Source extract:
● ● ● ● ● ● ●
= Concerning Specific Forms of Masturbation =

1922 essay by Wilhelm Reich

"Concerning Specific Forms of Masturbation" (originally published as Über Spezifität der Onanieformen) is a 1922 essay by Austrian psychiatrist and psychoanalyst Wilhelm Reich. It was written while he led the Vienna Outpatient Clinic for sexually related problems and is an early work in his career which was to develop around the subject of human sexuality.

In the seven and a half page essay Reich accepts the prevalent notions on the roles of unconscious fantasy and the subsequent emerging guilt feelings which he saw as originating from the act itself. Reich built on papers written by other professionals of his time; however, he decided to probe deeper into the myriad variations of both female and male masturbation.

The essay was presented to the Vienna Psychoanalytic Society on October 10, 1922, and was published in the Internationale Zeitschrift für Psychoanalyse in 1922. It formed the basis for Reich's later views on the role of genitality in the therapy of neuroses.
● ● ● ● ● ● ●
Excerpted data:
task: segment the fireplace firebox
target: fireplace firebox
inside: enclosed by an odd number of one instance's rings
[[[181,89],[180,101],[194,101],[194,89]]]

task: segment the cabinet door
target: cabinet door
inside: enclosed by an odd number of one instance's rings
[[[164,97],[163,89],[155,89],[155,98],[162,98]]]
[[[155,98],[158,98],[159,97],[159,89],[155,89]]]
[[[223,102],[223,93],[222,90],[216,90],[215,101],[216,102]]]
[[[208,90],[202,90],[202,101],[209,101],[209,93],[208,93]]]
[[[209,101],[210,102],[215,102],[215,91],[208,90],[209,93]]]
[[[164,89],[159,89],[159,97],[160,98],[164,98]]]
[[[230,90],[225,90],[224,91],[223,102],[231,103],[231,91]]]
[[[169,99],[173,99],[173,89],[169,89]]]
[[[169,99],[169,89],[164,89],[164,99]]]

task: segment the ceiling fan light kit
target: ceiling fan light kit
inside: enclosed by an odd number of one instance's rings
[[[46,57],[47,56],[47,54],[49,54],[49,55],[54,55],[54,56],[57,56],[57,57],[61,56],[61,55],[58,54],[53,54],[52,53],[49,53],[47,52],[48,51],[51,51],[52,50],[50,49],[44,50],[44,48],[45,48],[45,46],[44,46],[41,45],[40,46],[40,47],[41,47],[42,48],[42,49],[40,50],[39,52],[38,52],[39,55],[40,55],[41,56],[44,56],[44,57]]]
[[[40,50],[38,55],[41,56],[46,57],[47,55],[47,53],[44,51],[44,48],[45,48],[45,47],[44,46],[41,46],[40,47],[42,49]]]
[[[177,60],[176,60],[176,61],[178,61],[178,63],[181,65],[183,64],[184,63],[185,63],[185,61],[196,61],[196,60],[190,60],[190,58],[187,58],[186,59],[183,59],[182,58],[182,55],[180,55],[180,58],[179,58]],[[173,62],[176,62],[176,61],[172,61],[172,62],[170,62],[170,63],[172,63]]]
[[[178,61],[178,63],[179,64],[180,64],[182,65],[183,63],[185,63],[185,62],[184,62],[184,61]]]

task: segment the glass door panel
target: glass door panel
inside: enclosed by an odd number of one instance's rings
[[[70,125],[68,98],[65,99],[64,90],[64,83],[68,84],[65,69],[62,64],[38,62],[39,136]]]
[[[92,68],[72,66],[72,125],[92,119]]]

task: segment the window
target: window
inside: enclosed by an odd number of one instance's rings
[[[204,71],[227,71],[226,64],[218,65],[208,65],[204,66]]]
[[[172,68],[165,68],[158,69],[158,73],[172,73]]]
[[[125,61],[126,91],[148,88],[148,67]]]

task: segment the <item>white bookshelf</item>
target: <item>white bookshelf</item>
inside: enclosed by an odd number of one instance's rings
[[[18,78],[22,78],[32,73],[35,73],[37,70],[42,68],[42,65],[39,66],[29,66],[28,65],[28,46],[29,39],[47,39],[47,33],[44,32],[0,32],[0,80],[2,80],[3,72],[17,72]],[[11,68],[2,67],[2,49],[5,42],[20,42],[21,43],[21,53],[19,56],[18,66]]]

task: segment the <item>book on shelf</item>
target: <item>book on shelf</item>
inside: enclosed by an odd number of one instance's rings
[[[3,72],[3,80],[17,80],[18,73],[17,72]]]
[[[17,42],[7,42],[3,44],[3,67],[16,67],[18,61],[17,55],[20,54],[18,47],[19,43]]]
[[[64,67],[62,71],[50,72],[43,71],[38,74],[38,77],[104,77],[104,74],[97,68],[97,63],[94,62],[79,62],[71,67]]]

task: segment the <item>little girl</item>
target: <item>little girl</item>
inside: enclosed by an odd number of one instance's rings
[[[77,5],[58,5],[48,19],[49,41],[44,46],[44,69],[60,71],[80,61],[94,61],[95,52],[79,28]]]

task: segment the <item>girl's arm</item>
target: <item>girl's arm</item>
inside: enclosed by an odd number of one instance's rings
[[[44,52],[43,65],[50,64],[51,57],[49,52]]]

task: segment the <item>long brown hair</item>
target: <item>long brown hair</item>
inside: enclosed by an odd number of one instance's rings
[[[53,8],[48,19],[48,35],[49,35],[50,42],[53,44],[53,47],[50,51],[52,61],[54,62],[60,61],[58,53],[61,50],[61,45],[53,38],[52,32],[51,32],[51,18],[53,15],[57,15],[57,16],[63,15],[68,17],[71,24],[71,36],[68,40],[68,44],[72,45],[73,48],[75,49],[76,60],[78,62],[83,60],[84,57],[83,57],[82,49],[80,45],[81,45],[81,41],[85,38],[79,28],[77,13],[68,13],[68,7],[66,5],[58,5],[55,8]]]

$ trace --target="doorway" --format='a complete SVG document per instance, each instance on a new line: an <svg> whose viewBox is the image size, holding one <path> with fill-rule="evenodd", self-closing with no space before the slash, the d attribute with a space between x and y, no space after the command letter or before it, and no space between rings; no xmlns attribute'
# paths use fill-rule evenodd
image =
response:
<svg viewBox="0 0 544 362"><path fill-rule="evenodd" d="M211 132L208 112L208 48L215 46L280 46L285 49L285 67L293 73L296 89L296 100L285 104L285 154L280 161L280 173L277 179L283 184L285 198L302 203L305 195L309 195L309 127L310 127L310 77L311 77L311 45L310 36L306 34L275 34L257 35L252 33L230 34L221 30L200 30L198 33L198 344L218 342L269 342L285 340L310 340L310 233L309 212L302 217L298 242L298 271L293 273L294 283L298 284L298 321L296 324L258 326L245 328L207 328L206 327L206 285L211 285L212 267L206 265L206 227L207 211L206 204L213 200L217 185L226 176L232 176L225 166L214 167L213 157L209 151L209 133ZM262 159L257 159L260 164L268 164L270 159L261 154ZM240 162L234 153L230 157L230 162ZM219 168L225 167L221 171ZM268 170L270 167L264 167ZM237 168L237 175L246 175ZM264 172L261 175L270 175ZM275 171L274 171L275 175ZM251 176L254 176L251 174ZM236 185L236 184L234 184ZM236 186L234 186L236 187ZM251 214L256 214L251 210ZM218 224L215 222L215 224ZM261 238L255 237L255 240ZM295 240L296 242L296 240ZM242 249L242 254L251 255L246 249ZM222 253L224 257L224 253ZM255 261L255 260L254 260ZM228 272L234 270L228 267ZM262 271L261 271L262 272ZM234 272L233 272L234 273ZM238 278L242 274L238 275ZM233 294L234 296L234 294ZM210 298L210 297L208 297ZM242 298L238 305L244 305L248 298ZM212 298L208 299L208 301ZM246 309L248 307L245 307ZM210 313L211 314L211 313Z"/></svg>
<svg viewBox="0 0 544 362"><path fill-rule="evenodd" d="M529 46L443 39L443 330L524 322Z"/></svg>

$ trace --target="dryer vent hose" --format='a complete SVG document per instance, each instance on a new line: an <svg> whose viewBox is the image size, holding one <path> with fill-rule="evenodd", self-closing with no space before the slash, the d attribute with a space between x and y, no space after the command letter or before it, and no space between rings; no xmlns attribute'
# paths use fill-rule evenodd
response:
● ● ● ● ● ● ●
Exercise requirements:
[A] According to the article on Reich's 1922 essay, what was Reich leading when he wrote the essay?
[B] Reproduce the passage of the article on Reich's 1922 essay from "In the seven" to "therapy of neuroses.".
[C] Carry on the article on Reich's 1922 essay from the point where it stops.

Task results:
[A] He was leading the Vienna Outpatient Clinic for sexually related problems.

[B]
In the seven and a half page essay Reich accepts the prevalent notions on the roles of unconscious fantasy and the subsequent emerging guilt feelings which he saw as originating from the act itself. Reich built on papers written by other professionals of his time; however, he decided to probe deeper into the myriad variations of both female and male masturbation.

The essay was presented to the Vienna Psychoanalytic Society on October 10, 1922, and was published in the Internationale Zeitschrift für Psychoanalyse in 1922. It formed the basis for Reich's later views on the role of genitality in the therapy of neuroses.

[C]
== The way people masturbate indicative of sexual potency ==

Reich's work with patients at the clinic was often related to problems of diminished sexual potency, or impotence. He therefore decided to look closer at such factors as (1) where do they masturbate? (2) when do they masturbate? (3) with what materials do they masturbate? (4) with what fantasies do they masturbate? (5) how often do they masturbate? (6) in what bodily posture do they masturbate, and is that posture related to any childhood event or events? and (7) with what furniture do they masturbate, and what associations does the act have with that furniture?

From surveying these aspects Reich wanted to separate out healthy forms of masturbation from unhealthy ones.

=== Four categories of male masturbation ===

1. Against the sheet or an improvised vulva (shirt, pillow, etc.), lying face down, and without the assistance of the hands, thrusting the pelvis rhythmically.
2. Using the hands, lying on the side or in a bathtub, by far the most common form.
3. Lying on the back using only the hands.
4. In front of a mirror; while reading rape scenes (a very frequent occurrence, Reich remarked); on the toilet; in public parks (although hidden behind bushes); mutual masturbation with friends etc. .

Only the first of these types indicated a strong inclination towards the opposite sex. The second type shows a strong autoerotic component. The third and fourth types were both considered by Reich to indicate pathological processes. In the third type, he noted that this form was mainly practiced by males with female attitudes, and he gave a poor prognosis for these patients.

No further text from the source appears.